[SELECTED EXTRACT]

Ford sold a 25,937 electric vehicles in the fourth quarter of 2023, up 24% over the third quarter. The automaker sold a total of 72,608 EVs in 2023, an 18% increase from 2022. The growth established Ford as the second top-selling EV brand behind Tesla. Overall, Ford sold nearly 2 million vehicles.
Ford’s F150 Lightning EV full-size pickup truck has been a shocking – pun intended – disappointment to the automaker and to some consumers. Creating a battery version for Ford’s most popular vehicle model looked like a necessity and a no-brainer, an initiative to transfer some of the popularity of the gasoline full-size pickup to a BEV that was just as big and much more quiet. Some Ford dealers were skeptical. A few Lightning buyers quickly discovered that the advertised range didn’t live up to specifications. Cold weather reduced range as well. The automaker has responded by halving production capacity and reducing the work force.
By December, Ford’s electric pickup truck sales had risen about 50%, according to Barron’s, coming in at about 20,000 units. Cumulatively, Ford F-150 Lightning sales were reported at about 36,000 units. Ford was on track to hit about 40,000 by the end of 2023, about 10,000 to 15,000 less than the company projected in August. Overall, Ford sold about 750,000 F150 pickups last year, overwhelmingly fueled by gasoline.
Many of the first buyers of Ford EVs were willing to pay premium prices to be the first on their block with a new technology.
“As the COVID shock retreated,” Farley told equity analysts, “We learned that as you scale EVs to 5,000 to 7,000 units a month and you move into the early majority customer, they are not willing to pay a significant premium for EVs. This is a huge moment for us. What we’ve seen, because we offer everything, is pricing quickly converged to hybrids after any benefit from subsidies.”

[/SELECTED EXTRACT]
[EXERCISE DATA]

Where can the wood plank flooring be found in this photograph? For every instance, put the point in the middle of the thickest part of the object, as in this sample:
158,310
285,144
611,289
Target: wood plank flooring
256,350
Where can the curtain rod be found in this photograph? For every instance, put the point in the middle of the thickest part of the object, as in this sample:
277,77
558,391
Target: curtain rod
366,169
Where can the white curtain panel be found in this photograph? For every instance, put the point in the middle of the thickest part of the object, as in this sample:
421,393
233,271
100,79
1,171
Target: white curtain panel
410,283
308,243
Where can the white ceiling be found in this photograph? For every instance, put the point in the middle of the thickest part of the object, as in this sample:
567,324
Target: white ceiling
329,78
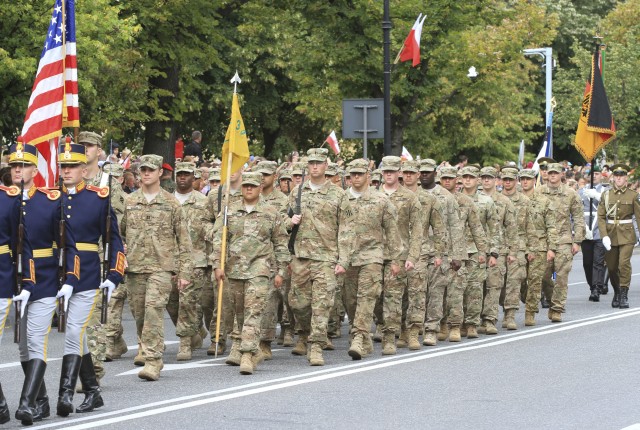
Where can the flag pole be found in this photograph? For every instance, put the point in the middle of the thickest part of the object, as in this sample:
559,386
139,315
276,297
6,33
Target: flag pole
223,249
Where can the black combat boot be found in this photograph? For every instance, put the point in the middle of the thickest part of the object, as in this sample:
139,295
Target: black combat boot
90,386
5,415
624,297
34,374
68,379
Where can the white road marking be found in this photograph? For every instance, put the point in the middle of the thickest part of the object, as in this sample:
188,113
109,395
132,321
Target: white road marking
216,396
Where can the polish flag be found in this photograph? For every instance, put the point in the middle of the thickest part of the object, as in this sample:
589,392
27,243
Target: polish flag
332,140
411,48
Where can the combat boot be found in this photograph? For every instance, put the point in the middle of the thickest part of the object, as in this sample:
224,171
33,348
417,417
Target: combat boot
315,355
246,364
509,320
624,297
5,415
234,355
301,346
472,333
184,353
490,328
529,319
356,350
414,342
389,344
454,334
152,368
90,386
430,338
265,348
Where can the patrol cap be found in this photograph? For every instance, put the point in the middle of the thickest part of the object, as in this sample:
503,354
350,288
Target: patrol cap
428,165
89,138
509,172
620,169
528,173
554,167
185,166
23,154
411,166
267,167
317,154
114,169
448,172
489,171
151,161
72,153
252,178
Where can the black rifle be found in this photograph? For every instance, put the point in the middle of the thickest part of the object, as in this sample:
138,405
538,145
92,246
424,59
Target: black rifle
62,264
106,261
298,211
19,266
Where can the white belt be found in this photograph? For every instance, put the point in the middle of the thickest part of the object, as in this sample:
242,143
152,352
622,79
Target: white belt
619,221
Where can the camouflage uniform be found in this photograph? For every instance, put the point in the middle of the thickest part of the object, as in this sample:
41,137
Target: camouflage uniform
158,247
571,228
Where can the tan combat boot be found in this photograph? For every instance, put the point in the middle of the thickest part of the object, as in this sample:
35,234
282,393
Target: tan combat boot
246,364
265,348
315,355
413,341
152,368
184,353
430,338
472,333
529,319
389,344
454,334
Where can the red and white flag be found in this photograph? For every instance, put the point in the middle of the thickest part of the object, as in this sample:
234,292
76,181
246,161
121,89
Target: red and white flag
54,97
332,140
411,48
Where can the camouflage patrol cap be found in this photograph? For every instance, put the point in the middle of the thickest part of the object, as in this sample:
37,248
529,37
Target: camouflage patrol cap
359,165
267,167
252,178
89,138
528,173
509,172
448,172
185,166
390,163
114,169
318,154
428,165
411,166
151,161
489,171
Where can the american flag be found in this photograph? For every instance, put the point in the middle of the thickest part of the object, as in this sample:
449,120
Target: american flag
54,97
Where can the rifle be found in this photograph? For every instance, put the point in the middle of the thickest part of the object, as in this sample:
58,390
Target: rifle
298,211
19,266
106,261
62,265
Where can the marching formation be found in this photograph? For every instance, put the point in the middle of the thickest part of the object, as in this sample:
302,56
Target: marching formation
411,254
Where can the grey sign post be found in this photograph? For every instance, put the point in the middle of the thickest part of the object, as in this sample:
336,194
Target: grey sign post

[/EXERCISE DATA]

# [PROBLEMS AND TASKS]
**1)** List every percentage figure that appears in the passage on Ford's electric vehicle sales.
**2)** Return the portion of the passage on Ford's electric vehicle sales from "Ford sold a 25,937" to "2 million vehicles.".
The listing has no connection to the passage on Ford's electric vehicle sales.

# [RESPONSE LIST]
**1)** 24%, 18%, 50%

**2)**
Ford sold a 25,937 electric vehicles in the fourth quarter of 2023, up 24% over the third quarter. The automaker sold a total of 72,608 EVs in 2023, an 18% increase from 2022. The growth established Ford as the second top-selling EV brand behind Tesla. Overall, Ford sold nearly 2 million vehicles.